◆ Set problem: Rewrite everything from the line containing "Highlight every ballast gravel." down to the line containing "[0,279,658,450]", both included, with "train door" changed to "railcar door" and nothing else altered.

--- start of Material for the task ---

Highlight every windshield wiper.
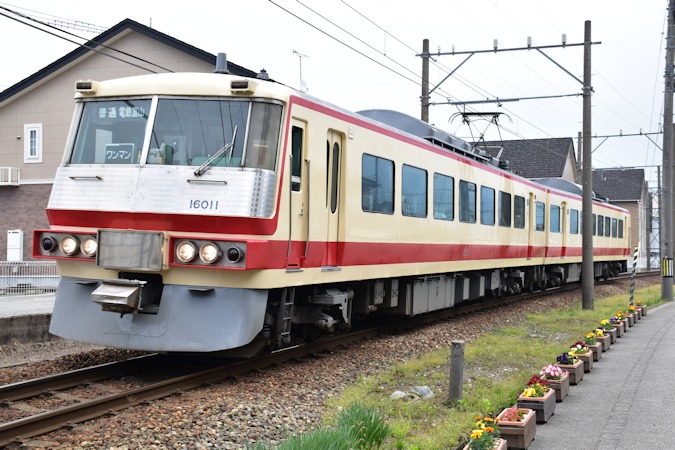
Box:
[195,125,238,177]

--- end of Material for the task ---
--- start of Material for the task ---

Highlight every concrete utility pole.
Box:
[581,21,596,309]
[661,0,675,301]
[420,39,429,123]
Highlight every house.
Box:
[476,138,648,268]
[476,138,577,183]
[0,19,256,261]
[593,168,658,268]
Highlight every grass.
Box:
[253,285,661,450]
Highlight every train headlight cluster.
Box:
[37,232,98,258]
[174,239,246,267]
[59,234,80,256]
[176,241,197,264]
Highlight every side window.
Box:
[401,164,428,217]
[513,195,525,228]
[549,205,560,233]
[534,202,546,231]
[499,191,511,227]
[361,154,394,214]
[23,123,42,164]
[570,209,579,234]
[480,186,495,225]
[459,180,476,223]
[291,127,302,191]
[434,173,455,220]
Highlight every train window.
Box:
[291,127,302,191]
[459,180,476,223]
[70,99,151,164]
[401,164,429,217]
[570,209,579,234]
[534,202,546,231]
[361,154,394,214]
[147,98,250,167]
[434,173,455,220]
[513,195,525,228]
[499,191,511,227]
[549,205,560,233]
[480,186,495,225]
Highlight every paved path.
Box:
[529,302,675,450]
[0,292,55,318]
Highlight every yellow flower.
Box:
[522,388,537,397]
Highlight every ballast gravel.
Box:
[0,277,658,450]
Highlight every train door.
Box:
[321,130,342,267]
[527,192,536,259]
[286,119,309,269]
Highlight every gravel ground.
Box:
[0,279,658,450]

--- end of Material for the task ---

◆ Answer to the exercise:
Highlight every ballast gravel.
Box:
[0,277,658,450]
Highlight every railcar door.
Box:
[321,130,342,267]
[527,192,536,259]
[286,119,309,269]
Highlight every gravel ground.
Box:
[0,279,658,450]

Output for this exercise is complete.